# To do
Convert the records below into a JSON list of strings with one string per line, skipping blank lines. Cover every record, and leave the pictures out.

[Labeled region records]
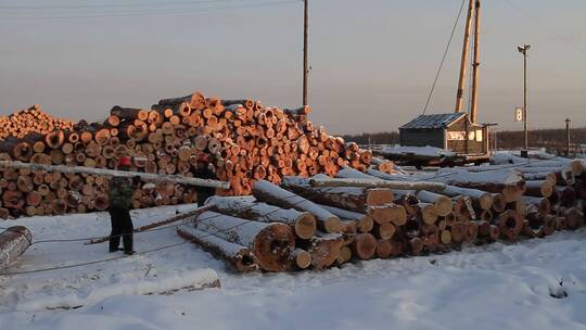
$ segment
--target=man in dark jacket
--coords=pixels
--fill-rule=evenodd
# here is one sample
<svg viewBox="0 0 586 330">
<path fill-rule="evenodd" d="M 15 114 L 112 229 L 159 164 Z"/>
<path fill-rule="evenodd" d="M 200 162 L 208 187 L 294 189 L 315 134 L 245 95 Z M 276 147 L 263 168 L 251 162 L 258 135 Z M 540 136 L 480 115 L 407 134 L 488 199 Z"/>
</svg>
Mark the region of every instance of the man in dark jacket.
<svg viewBox="0 0 586 330">
<path fill-rule="evenodd" d="M 120 156 L 118 160 L 118 170 L 128 170 L 131 160 L 128 156 Z M 127 177 L 113 177 L 110 180 L 110 218 L 112 220 L 112 233 L 110 234 L 110 252 L 118 251 L 120 237 L 123 239 L 124 253 L 131 255 L 132 250 L 132 219 L 130 218 L 130 207 L 132 206 L 132 193 L 137 180 Z"/>
<path fill-rule="evenodd" d="M 206 153 L 201 153 L 198 156 L 198 169 L 193 174 L 199 179 L 215 180 L 216 175 L 209 170 L 209 158 Z M 216 189 L 212 187 L 198 187 L 198 207 L 201 207 L 205 201 L 216 194 Z"/>
</svg>

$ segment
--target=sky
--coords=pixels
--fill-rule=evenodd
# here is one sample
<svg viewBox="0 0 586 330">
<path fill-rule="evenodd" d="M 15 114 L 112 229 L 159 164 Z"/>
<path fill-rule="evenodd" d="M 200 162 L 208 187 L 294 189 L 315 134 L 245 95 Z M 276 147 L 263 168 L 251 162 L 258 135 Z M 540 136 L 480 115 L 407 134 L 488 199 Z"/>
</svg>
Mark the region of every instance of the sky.
<svg viewBox="0 0 586 330">
<path fill-rule="evenodd" d="M 468 2 L 468 1 L 467 1 Z M 311 119 L 332 134 L 421 114 L 461 0 L 309 0 Z M 464 10 L 466 12 L 466 10 Z M 586 1 L 483 1 L 479 120 L 586 126 Z M 454 110 L 462 13 L 428 113 Z M 303 1 L 0 0 L 0 113 L 41 104 L 75 120 L 194 90 L 302 103 Z"/>
</svg>

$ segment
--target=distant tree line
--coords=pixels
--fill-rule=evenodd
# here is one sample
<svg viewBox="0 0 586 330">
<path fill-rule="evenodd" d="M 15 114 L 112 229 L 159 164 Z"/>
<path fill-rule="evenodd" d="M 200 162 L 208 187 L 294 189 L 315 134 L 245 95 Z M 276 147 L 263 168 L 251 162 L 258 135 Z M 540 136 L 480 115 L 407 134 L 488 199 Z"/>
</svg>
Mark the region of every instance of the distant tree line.
<svg viewBox="0 0 586 330">
<path fill-rule="evenodd" d="M 397 131 L 380 131 L 380 132 L 364 132 L 360 135 L 342 136 L 347 142 L 356 142 L 358 144 L 398 144 L 399 136 Z"/>
<path fill-rule="evenodd" d="M 497 131 L 498 149 L 519 149 L 523 147 L 522 130 Z M 399 135 L 397 131 L 362 132 L 360 135 L 345 135 L 346 141 L 354 141 L 358 144 L 398 144 Z M 494 139 L 494 136 L 492 136 Z M 565 144 L 565 129 L 537 129 L 528 132 L 530 147 L 553 147 Z M 572 144 L 586 144 L 586 127 L 572 128 L 570 130 L 570 140 Z M 495 143 L 492 143 L 495 145 Z"/>
</svg>

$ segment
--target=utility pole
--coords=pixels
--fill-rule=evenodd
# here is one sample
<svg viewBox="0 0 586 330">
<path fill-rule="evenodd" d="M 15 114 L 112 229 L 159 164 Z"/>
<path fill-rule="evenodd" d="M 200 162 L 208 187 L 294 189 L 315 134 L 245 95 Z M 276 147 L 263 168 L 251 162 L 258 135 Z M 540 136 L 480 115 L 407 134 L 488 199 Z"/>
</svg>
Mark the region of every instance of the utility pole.
<svg viewBox="0 0 586 330">
<path fill-rule="evenodd" d="M 304 0 L 303 8 L 303 105 L 307 105 L 307 75 L 309 65 L 307 63 L 307 37 L 309 33 L 309 0 Z"/>
<path fill-rule="evenodd" d="M 528 155 L 528 134 L 527 134 L 527 51 L 531 49 L 531 45 L 523 45 L 523 47 L 517 48 L 520 53 L 523 54 L 523 131 L 525 135 L 524 151 L 522 154 L 526 157 Z"/>
<path fill-rule="evenodd" d="M 458 76 L 458 90 L 456 91 L 455 112 L 461 112 L 463 105 L 463 88 L 466 84 L 466 69 L 468 67 L 468 51 L 470 50 L 470 33 L 472 29 L 472 14 L 474 12 L 474 0 L 468 2 L 468 16 L 466 18 L 464 40 L 462 46 L 462 62 L 460 63 L 460 75 Z"/>
<path fill-rule="evenodd" d="M 472 59 L 472 91 L 470 102 L 470 123 L 476 124 L 479 105 L 479 66 L 480 66 L 480 24 L 481 4 L 475 0 L 474 4 L 474 58 Z"/>
<path fill-rule="evenodd" d="M 565 118 L 565 156 L 570 156 L 570 118 Z"/>
</svg>

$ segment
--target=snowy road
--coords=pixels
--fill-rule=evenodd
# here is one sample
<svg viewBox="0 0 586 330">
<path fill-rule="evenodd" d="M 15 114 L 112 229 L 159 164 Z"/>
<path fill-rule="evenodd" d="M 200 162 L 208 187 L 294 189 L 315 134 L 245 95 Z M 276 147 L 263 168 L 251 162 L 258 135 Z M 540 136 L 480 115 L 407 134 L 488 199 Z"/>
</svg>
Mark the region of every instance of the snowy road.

# Output for this task
[
  "$ segment",
  "--target=man in dark jacket",
  "--coords=pixels",
  "--fill-rule=evenodd",
  "# here is one sample",
  "<svg viewBox=\"0 0 586 330\">",
  "<path fill-rule=\"evenodd\" d=\"M 15 114 L 112 229 L 159 164 Z\"/>",
  "<path fill-rule=\"evenodd\" d=\"M 200 162 L 208 187 L 294 189 L 315 134 L 245 95 Z M 276 147 L 263 168 L 251 162 L 258 135 Z M 540 136 L 480 115 L 407 134 L 488 199 Z\"/>",
  "</svg>",
  "Mark the region of every instance of the man in dark jacket.",
  "<svg viewBox=\"0 0 586 330\">",
  "<path fill-rule=\"evenodd\" d=\"M 120 156 L 118 160 L 118 170 L 128 170 L 131 160 L 128 156 Z M 127 177 L 113 177 L 110 180 L 110 218 L 112 220 L 112 233 L 110 234 L 110 252 L 118 251 L 120 237 L 123 239 L 124 253 L 131 255 L 132 250 L 132 219 L 130 218 L 130 207 L 132 206 L 132 193 L 137 180 Z\"/>",
  "<path fill-rule=\"evenodd\" d=\"M 206 153 L 201 153 L 198 156 L 198 169 L 193 174 L 199 179 L 215 180 L 216 175 L 209 170 L 209 158 Z M 216 189 L 212 187 L 198 187 L 198 207 L 201 207 L 205 201 L 216 194 Z\"/>",
  "</svg>",
  "$ segment",
  "--target=sky",
  "--coords=pixels",
  "--fill-rule=evenodd",
  "# here is one sample",
  "<svg viewBox=\"0 0 586 330\">",
  "<path fill-rule=\"evenodd\" d=\"M 15 114 L 112 229 L 159 164 Z\"/>",
  "<path fill-rule=\"evenodd\" d=\"M 200 162 L 208 187 L 294 189 L 315 134 L 245 95 Z M 276 147 L 263 168 L 251 162 L 258 135 Z M 540 136 L 480 115 L 407 134 L 488 199 Z\"/>",
  "</svg>",
  "Mark the region of every instance of the sky.",
  "<svg viewBox=\"0 0 586 330\">",
  "<path fill-rule=\"evenodd\" d=\"M 468 2 L 468 1 L 467 1 Z M 311 119 L 332 134 L 421 114 L 461 0 L 309 0 Z M 464 10 L 466 12 L 466 10 Z M 586 1 L 483 1 L 479 120 L 586 126 Z M 454 110 L 462 13 L 428 113 Z M 303 1 L 0 0 L 0 113 L 41 104 L 75 120 L 194 90 L 302 103 Z\"/>",
  "</svg>",
  "$ segment",
  "--target=distant tree line",
  "--coords=pixels",
  "--fill-rule=evenodd",
  "# here is one sample",
  "<svg viewBox=\"0 0 586 330\">",
  "<path fill-rule=\"evenodd\" d=\"M 15 114 L 112 229 L 159 164 Z\"/>",
  "<path fill-rule=\"evenodd\" d=\"M 200 162 L 208 187 L 294 189 L 315 134 L 245 95 Z M 276 147 L 263 168 L 251 162 L 258 135 Z M 540 136 L 480 115 L 407 134 L 488 199 Z\"/>",
  "</svg>",
  "Mark the region of every instance of the distant tree line.",
  "<svg viewBox=\"0 0 586 330\">",
  "<path fill-rule=\"evenodd\" d=\"M 397 131 L 380 131 L 380 132 L 364 132 L 360 135 L 342 136 L 347 142 L 356 142 L 358 144 L 398 144 L 399 136 Z\"/>",
  "<path fill-rule=\"evenodd\" d=\"M 497 131 L 498 149 L 519 149 L 523 147 L 522 130 Z M 399 135 L 397 131 L 362 132 L 360 135 L 345 135 L 346 141 L 354 141 L 358 144 L 398 144 Z M 494 139 L 494 136 L 492 136 Z M 565 144 L 565 129 L 537 129 L 528 132 L 530 147 L 553 147 Z M 572 144 L 586 144 L 586 127 L 572 128 L 570 130 L 570 140 Z M 495 143 L 492 143 L 495 145 Z\"/>",
  "</svg>",
  "$ segment",
  "--target=utility pole",
  "--coords=pixels",
  "--fill-rule=evenodd",
  "# here is one sample",
  "<svg viewBox=\"0 0 586 330\">",
  "<path fill-rule=\"evenodd\" d=\"M 15 114 L 112 229 L 159 164 Z\"/>",
  "<path fill-rule=\"evenodd\" d=\"M 200 162 L 208 187 L 294 189 L 315 134 L 245 95 Z M 276 147 L 263 168 L 251 162 L 258 135 Z M 540 136 L 480 115 L 407 134 L 488 199 Z\"/>",
  "</svg>",
  "Mark the region of every instance of the utility pole.",
  "<svg viewBox=\"0 0 586 330\">",
  "<path fill-rule=\"evenodd\" d=\"M 304 0 L 303 8 L 303 105 L 307 105 L 307 75 L 309 65 L 307 63 L 307 37 L 309 33 L 309 0 Z\"/>",
  "<path fill-rule=\"evenodd\" d=\"M 528 155 L 528 134 L 527 134 L 527 51 L 531 49 L 531 45 L 523 45 L 523 47 L 517 48 L 520 53 L 523 54 L 523 131 L 525 135 L 524 151 L 522 154 L 526 157 Z\"/>",
  "<path fill-rule=\"evenodd\" d=\"M 458 76 L 458 90 L 456 91 L 455 112 L 461 112 L 463 105 L 463 88 L 466 84 L 466 69 L 468 67 L 468 51 L 470 50 L 470 33 L 472 29 L 472 14 L 474 12 L 474 0 L 468 2 L 468 16 L 466 18 L 464 40 L 462 46 L 462 62 L 460 63 L 460 75 Z\"/>",
  "<path fill-rule=\"evenodd\" d=\"M 472 59 L 472 91 L 470 102 L 470 123 L 476 124 L 479 105 L 479 66 L 480 66 L 480 24 L 481 4 L 475 0 L 474 4 L 474 58 Z\"/>",
  "<path fill-rule=\"evenodd\" d=\"M 565 118 L 565 156 L 570 156 L 570 118 Z\"/>",
  "</svg>",
  "$ segment",
  "--target=snowy road",
  "--coords=pixels",
  "--fill-rule=evenodd",
  "# here is one sample",
  "<svg viewBox=\"0 0 586 330\">",
  "<path fill-rule=\"evenodd\" d=\"M 15 114 L 112 229 L 159 164 Z\"/>",
  "<path fill-rule=\"evenodd\" d=\"M 200 162 L 208 187 L 294 189 L 315 134 L 245 95 Z M 276 147 L 263 168 L 251 162 L 258 135 Z M 540 136 L 480 115 L 407 134 L 488 199 Z\"/>",
  "</svg>",
  "Mark the region of every instance of the snowy road."
]